Can the data below be set down again exactly, line for line?

** Start Task data **

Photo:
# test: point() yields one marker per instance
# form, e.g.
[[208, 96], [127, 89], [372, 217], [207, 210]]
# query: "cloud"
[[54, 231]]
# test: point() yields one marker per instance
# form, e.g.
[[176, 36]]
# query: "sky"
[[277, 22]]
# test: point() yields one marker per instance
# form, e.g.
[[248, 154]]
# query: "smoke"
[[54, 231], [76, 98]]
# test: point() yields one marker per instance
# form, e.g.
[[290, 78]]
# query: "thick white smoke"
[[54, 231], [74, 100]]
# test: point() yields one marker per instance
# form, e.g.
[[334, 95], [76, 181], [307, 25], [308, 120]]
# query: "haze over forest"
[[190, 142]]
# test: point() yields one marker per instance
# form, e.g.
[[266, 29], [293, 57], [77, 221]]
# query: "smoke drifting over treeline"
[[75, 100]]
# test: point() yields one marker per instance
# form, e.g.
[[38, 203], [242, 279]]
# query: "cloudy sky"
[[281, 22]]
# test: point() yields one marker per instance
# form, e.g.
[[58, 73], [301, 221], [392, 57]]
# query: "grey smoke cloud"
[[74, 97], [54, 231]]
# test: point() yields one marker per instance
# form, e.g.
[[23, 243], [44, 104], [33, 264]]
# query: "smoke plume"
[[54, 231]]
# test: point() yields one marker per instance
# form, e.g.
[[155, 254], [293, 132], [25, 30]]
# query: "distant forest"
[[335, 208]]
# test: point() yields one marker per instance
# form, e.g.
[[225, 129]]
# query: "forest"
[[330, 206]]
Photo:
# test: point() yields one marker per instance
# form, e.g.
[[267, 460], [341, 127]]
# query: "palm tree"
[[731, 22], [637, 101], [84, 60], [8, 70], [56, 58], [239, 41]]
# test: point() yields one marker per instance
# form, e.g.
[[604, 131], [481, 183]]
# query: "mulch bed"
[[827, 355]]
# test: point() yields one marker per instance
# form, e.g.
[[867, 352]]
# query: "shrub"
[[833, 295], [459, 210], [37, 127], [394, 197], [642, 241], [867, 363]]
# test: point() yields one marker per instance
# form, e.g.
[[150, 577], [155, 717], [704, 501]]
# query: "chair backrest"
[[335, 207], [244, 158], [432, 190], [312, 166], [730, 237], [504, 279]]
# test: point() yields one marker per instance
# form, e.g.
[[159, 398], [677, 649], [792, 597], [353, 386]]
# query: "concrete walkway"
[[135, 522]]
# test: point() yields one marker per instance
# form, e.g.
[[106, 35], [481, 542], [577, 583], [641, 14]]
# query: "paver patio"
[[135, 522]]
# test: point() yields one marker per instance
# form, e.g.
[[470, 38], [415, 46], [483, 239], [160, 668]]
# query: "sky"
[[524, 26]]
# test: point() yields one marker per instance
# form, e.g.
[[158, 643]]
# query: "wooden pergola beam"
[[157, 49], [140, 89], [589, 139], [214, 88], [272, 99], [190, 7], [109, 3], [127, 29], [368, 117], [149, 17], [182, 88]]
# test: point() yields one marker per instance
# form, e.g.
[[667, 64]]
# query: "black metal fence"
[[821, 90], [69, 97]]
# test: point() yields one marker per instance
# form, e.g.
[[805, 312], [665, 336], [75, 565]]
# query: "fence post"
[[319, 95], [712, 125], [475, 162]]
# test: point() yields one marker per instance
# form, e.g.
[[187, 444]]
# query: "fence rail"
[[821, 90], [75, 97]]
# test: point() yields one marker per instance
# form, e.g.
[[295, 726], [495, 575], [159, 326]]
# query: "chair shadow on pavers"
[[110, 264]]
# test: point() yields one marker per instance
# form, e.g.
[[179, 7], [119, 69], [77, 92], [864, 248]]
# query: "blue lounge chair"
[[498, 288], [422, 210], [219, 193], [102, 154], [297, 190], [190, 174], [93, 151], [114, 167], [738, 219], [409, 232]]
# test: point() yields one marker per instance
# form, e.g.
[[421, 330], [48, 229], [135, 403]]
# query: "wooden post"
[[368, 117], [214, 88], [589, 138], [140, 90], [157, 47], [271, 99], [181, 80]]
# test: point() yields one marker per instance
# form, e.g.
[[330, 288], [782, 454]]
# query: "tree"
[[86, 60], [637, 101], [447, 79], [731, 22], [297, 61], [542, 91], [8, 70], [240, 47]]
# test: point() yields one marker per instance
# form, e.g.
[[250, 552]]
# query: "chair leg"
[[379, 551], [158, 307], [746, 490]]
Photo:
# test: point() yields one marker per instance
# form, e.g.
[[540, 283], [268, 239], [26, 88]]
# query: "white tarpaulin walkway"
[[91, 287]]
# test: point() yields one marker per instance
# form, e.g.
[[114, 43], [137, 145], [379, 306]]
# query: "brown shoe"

** End Task data **

• [Task solution]
Photo:
# test: point() yields one marker per instance
# form, e.g.
[[208, 96], [127, 89], [372, 217], [207, 210]]
# query: "cloud"
[[54, 231]]
# test: point() yields one marker per instance
# form, e.g.
[[176, 36]]
# query: "sky"
[[277, 22]]
# test: point() yields one marker per instance
# form, e.g.
[[248, 154]]
# query: "smoke"
[[54, 231], [76, 98]]
# test: point() yields one marker per instance
# form, e.g.
[[290, 78]]
# query: "thick white smoke"
[[54, 231], [74, 100]]
# test: point() yields one marker per instance
# form, e.g.
[[334, 95], [76, 181], [307, 25], [308, 120]]
# query: "haze over forest"
[[190, 142]]
# test: point() yields one marker per instance
# form, e.g.
[[266, 29], [293, 57], [77, 221]]
# query: "smoke drifting over treeline"
[[75, 100]]
# test: point() yields one marker per instance
# form, e.g.
[[38, 203], [242, 279]]
# query: "cloudy sky"
[[281, 22]]
# test: point() yields one marker per instance
# form, e.g.
[[58, 73], [301, 221], [392, 57]]
# query: "grey smoke cloud"
[[74, 97], [54, 231]]
# test: point() yields one marker per instance
# form, e.g.
[[23, 243], [44, 104], [33, 264]]
# query: "smoke plume"
[[54, 231]]
# test: point() yields one marker per instance
# form, e.g.
[[155, 254], [293, 132], [25, 30]]
# query: "distant forest"
[[335, 208]]
# test: point() yields one marker per instance
# form, e.g.
[[225, 129]]
# query: "forest"
[[330, 206]]
Photo:
# test: point() yields one marker per instance
# form, e.g.
[[267, 460], [341, 127]]
# query: "palm tree"
[[731, 22], [637, 101], [84, 60], [8, 70], [56, 58], [239, 41]]
# test: point() yields one marker per instance
# form, e.g.
[[604, 131], [481, 183]]
# query: "mulch bed"
[[827, 355]]
# test: point() yields one marker per instance
# form, e.g.
[[867, 352]]
# query: "shrub"
[[833, 295], [459, 210], [37, 127], [394, 197], [642, 241], [867, 363]]
# test: point() yields one marker per instance
# form, e.g.
[[150, 577], [155, 717], [704, 501]]
# query: "chair backrest"
[[335, 207], [244, 158], [432, 190], [312, 166], [730, 237], [504, 279]]
# test: point() yields one marker per instance
# form, e.g.
[[159, 398], [677, 649], [792, 597], [353, 386]]
# query: "concrete walkway"
[[135, 522]]
# test: point() yields one marker per instance
# form, e.g.
[[106, 35], [481, 542], [577, 583], [641, 14]]
# query: "paver patio"
[[135, 522]]
# test: point() yields one marker per instance
# form, e.g.
[[470, 38], [415, 46], [483, 239], [160, 668]]
# query: "sky"
[[524, 26]]
# test: point() yields one marker per instance
# form, e.g.
[[158, 643]]
# query: "wooden pergola beam"
[[157, 49], [140, 89], [589, 139], [214, 88], [272, 99], [190, 7], [109, 3], [127, 29], [368, 117], [149, 17], [182, 88]]
# test: point() yields one marker per instance
# form, e.g.
[[667, 64]]
# query: "black metal fence"
[[821, 90], [69, 97]]
# test: point() yields one marker per instance
# form, e.g.
[[805, 312], [665, 336], [75, 565]]
# query: "fence post"
[[319, 95], [712, 125], [475, 162]]
# test: point() yields one marker per instance
# form, e.g.
[[187, 444]]
# query: "fence rail"
[[821, 90], [75, 97]]
# test: point() yields one marker per instance
# form, e.g.
[[295, 726], [495, 575], [159, 326]]
# query: "chair shadow on pavers"
[[110, 264]]
# test: point() yields one marker per instance
# form, e.g.
[[179, 7], [119, 69], [77, 92], [864, 248]]
# query: "blue lounge chair"
[[498, 288], [422, 210], [219, 193], [102, 154], [297, 190], [190, 174], [93, 151], [114, 167], [738, 219], [409, 232]]
# test: point() yields one marker per instance
# form, e.g.
[[421, 330], [48, 229], [135, 403]]
# query: "wooden post"
[[368, 117], [214, 88], [589, 138], [140, 90], [157, 47], [271, 99], [181, 80]]
# test: point() yields one marker per instance
# form, e.g.
[[330, 288], [782, 454]]
# query: "tree"
[[86, 60], [637, 101], [447, 79], [731, 22], [297, 61], [542, 91], [8, 70], [240, 47]]
# test: point() yields one marker per instance
# form, e.g.
[[250, 552]]
# query: "chair leg"
[[379, 551], [158, 307], [746, 490]]
Photo:
# test: point() yields one marker per instance
# form, e.g.
[[540, 283], [268, 239], [26, 88]]
# query: "white tarpaulin walkway"
[[91, 287]]
# test: point() yields one marker per instance
# form, e.g.
[[114, 43], [137, 145], [379, 306]]
# query: "brown shoe"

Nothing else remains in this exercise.